» **INPUT RECORDS**

+-------+

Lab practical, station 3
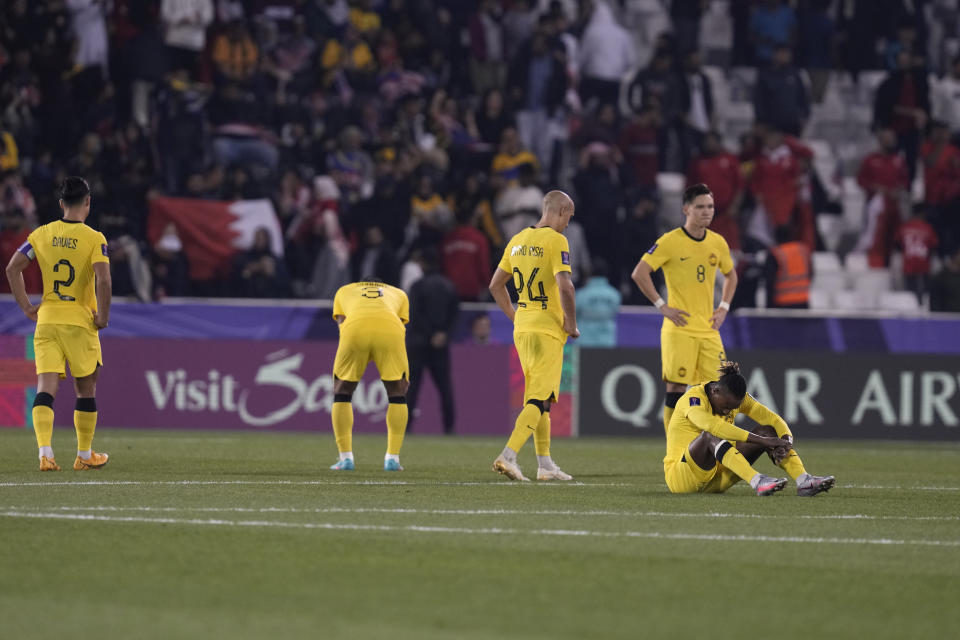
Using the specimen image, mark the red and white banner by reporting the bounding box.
[147,197,283,280]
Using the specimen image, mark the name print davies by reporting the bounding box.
[510,244,544,257]
[52,237,78,249]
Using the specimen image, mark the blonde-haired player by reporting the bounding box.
[5,176,112,471]
[329,278,410,471]
[489,190,579,481]
[632,183,738,435]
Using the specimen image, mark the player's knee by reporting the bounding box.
[753,424,777,438]
[664,391,684,409]
[75,397,97,412]
[333,393,353,404]
[714,440,734,463]
[33,392,54,409]
[388,396,406,404]
[526,399,546,414]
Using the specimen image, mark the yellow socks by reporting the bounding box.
[778,449,807,480]
[506,403,541,453]
[534,411,551,457]
[74,397,98,452]
[32,394,55,449]
[663,390,683,436]
[386,399,407,455]
[663,406,674,436]
[715,441,760,483]
[331,401,353,453]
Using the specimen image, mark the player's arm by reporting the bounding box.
[5,249,40,322]
[92,261,112,329]
[631,260,689,327]
[710,267,738,330]
[489,267,515,324]
[687,402,790,451]
[740,394,793,441]
[556,271,579,338]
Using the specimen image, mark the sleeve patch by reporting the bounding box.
[689,397,701,406]
[101,243,109,257]
[646,243,658,255]
[560,251,570,265]
[17,241,34,260]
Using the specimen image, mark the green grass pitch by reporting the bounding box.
[1,428,958,639]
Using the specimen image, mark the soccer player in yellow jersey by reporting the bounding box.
[329,278,410,471]
[4,177,112,471]
[488,190,579,482]
[665,361,835,497]
[632,183,738,435]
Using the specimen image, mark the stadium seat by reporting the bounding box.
[816,216,846,253]
[811,271,847,293]
[851,269,892,294]
[812,251,842,273]
[832,288,878,310]
[844,252,870,273]
[809,288,833,310]
[656,172,686,228]
[878,291,922,312]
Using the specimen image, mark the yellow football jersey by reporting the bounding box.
[332,281,409,330]
[641,227,734,334]
[23,219,109,328]
[497,226,572,342]
[664,384,791,465]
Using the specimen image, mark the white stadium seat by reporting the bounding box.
[844,253,870,273]
[878,291,921,312]
[852,269,892,294]
[809,288,833,310]
[812,251,842,273]
[811,271,847,293]
[832,289,878,311]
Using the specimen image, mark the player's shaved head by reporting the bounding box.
[542,190,573,214]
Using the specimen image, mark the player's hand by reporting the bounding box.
[766,434,794,465]
[23,303,40,322]
[661,305,690,327]
[563,318,580,338]
[92,311,109,329]
[758,435,791,452]
[710,306,728,330]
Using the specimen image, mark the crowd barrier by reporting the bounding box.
[2,299,957,439]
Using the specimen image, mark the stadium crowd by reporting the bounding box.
[2,0,960,310]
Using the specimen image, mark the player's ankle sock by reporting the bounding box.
[796,472,812,485]
[749,473,763,490]
[31,393,55,449]
[38,446,54,460]
[331,401,354,453]
[385,453,400,463]
[339,452,354,462]
[779,450,807,480]
[77,449,91,461]
[715,440,760,483]
[536,455,555,470]
[500,447,518,463]
[74,398,97,452]
[506,404,540,453]
[533,411,551,457]
[386,397,407,455]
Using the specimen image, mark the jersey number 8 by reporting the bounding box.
[512,267,549,309]
[696,264,705,283]
[53,259,76,301]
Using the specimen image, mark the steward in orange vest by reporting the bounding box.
[767,240,811,308]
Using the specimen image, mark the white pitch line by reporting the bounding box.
[1,510,958,547]
[5,505,959,522]
[0,479,958,491]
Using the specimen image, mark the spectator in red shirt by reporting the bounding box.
[856,127,909,267]
[749,125,814,249]
[0,208,41,294]
[688,131,744,250]
[921,121,960,255]
[896,205,939,303]
[441,206,491,301]
[618,103,661,189]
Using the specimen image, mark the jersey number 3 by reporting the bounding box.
[53,259,76,301]
[512,267,548,309]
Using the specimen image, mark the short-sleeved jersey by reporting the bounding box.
[497,226,572,342]
[641,227,734,335]
[332,281,409,330]
[21,219,109,328]
[664,384,792,466]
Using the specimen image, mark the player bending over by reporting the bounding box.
[5,177,111,471]
[665,361,835,497]
[329,278,410,471]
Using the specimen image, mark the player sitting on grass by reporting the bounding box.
[664,361,835,497]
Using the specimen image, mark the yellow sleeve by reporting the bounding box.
[91,232,109,265]
[398,290,410,324]
[640,233,670,272]
[496,244,511,274]
[718,236,734,273]
[686,403,752,442]
[740,394,792,438]
[332,288,345,319]
[321,40,341,69]
[550,233,571,276]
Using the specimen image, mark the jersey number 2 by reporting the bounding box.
[512,267,549,309]
[53,259,76,301]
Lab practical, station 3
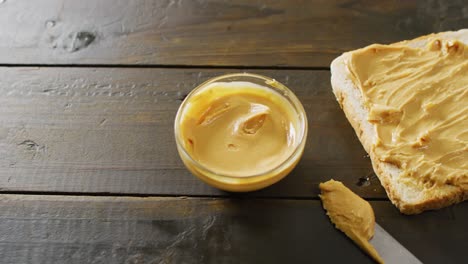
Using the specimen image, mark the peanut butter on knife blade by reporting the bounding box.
[320,180,384,264]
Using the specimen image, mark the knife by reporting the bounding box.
[370,223,423,264]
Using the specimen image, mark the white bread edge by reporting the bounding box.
[330,29,468,214]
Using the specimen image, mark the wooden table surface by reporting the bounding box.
[0,1,466,263]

+-------+

» **INSTRUCTIONS FOR THE TASK**
Omit the pictures. Transcribe every record exactly.

» **FINISHED TASK**
Lab practical, station 3
Using the specimen image, mark the red and white banner by reporting the bounding box.
[147,197,283,280]
Using the specimen image, mark the name print davies by reporting the bounding box.
[510,244,544,257]
[52,237,78,249]
Using the specimen image, mark the blonde-haired player by reporting the bounding box.
[5,176,112,471]
[329,278,410,471]
[489,190,579,481]
[632,183,738,435]
Using the specimen image, mark the player's knee by reporting the bounding box.
[753,424,777,438]
[664,391,684,409]
[75,397,97,412]
[333,393,353,404]
[714,440,734,463]
[33,392,54,409]
[388,396,406,404]
[526,399,546,414]
Using the specimen image, mark the yellow socks by reporting the bounding box.
[778,449,807,480]
[506,403,541,453]
[534,411,551,457]
[74,397,98,452]
[32,394,55,449]
[663,390,683,436]
[386,399,407,455]
[663,406,674,436]
[715,441,760,483]
[331,401,353,453]
Using the specimen image, mark the player's arm by reporting the bounding box.
[5,249,40,322]
[92,261,112,329]
[631,260,689,327]
[710,267,738,330]
[489,267,515,324]
[687,402,790,451]
[740,394,793,441]
[556,271,579,338]
Using the specimen image, mark the sleeve patch by reporting the bounding box.
[689,397,701,406]
[101,243,109,257]
[646,243,658,255]
[560,251,570,265]
[17,241,34,260]
Using the specimen image, mark the green grass pitch by reporting the bounding box.
[1,428,958,639]
Using the specimen image, mark the soccer player in yellow jersey by reporting the bounding box.
[329,278,410,471]
[4,177,112,471]
[488,190,579,482]
[665,361,835,497]
[632,183,738,435]
Using the specimen image, mark the stadium seat by reporting the bounding box.
[816,216,846,253]
[811,271,847,293]
[851,269,892,294]
[812,251,842,273]
[832,288,878,310]
[844,252,870,273]
[809,288,833,310]
[656,172,686,228]
[878,291,922,312]
Using the specimen image, mark the yellow football jersey by reporting the bounding box.
[332,281,409,330]
[641,227,734,334]
[23,219,109,328]
[497,226,572,342]
[664,384,791,465]
Using the specimen image, mark the white stadium seat by reporting the bounding box.
[844,253,870,273]
[878,291,921,312]
[852,269,892,294]
[809,288,833,310]
[812,251,842,273]
[811,271,847,293]
[832,289,878,311]
Using the specimen image, mark the player's shaved head by reporting the bounding box.
[542,190,573,214]
Using the specimen image, mark the player's hand by reporting the bounding box.
[766,434,794,465]
[23,303,40,322]
[661,305,690,327]
[563,318,580,338]
[92,311,109,329]
[758,435,791,452]
[710,306,728,330]
Using the specimen image, mark the crowd barrier by reporting the bounding box.
[2,299,957,439]
Using the specimen image, mark the stadium crowd by reporting the bounding box.
[2,0,960,310]
Using the specimen image, mark the player's ankle sock by reporting the bounding box.
[796,472,812,485]
[749,473,763,490]
[31,393,55,449]
[38,446,54,460]
[331,401,354,453]
[385,453,400,463]
[339,452,354,462]
[779,450,807,480]
[77,449,91,461]
[715,440,760,483]
[536,455,555,470]
[500,447,518,463]
[74,398,97,452]
[506,404,540,453]
[533,411,551,457]
[386,397,407,455]
Using the specimen image, mark the jersey number 8 by reporting the bounding box.
[512,267,549,309]
[696,264,705,283]
[53,259,76,301]
Using the specimen image, mark the steward in orange vest by reporting the bounding box.
[767,240,811,308]
Using the specimen image, mark the white pitch line by reporting the bounding box.
[1,510,958,547]
[5,505,959,522]
[0,479,958,491]
Using the specimen image, mark the spectator in red shirt by reporting the bounding box.
[856,127,909,267]
[749,125,814,249]
[0,208,41,294]
[688,131,744,250]
[921,121,960,255]
[896,205,939,303]
[441,206,491,301]
[618,103,661,189]
Using the specimen image, mark the jersey number 3 by reporting the bounding box.
[53,259,76,301]
[512,267,548,309]
Using the specimen image, mark the short-sleeved jersey by reporting the bounding box.
[497,226,572,342]
[641,227,734,335]
[332,281,409,330]
[21,219,109,328]
[664,384,792,466]
Using the specimen image, mark the player bending over by reporting the bounding box.
[5,177,111,471]
[665,361,835,497]
[329,278,410,471]
Using the specimen image, mark the player sitting on grass by reporting the bounding box.
[664,361,835,497]
Using the specimen image, mark the yellow sleeve by reporting the bounding box.
[91,232,109,265]
[398,290,410,324]
[640,233,670,272]
[496,244,511,274]
[718,236,734,273]
[686,403,752,442]
[740,394,792,438]
[332,288,345,319]
[321,40,341,69]
[550,233,571,276]
Using the specimen image, mark the jersey number 2 by reporting the bounding box.
[512,267,549,309]
[53,259,76,301]
Lab practical, station 3
Using the specimen image, mark the peanut butter on knife blade by reporting the bounding box.
[320,180,384,264]
Using the specimen image, mark the knife by reporting the bounding box.
[370,223,423,264]
Using the specimen image, mark the white bread edge by reporting the bounding box.
[330,29,468,214]
Using the specimen image, mark the wooden table surface by reporting the bounding box.
[0,1,466,263]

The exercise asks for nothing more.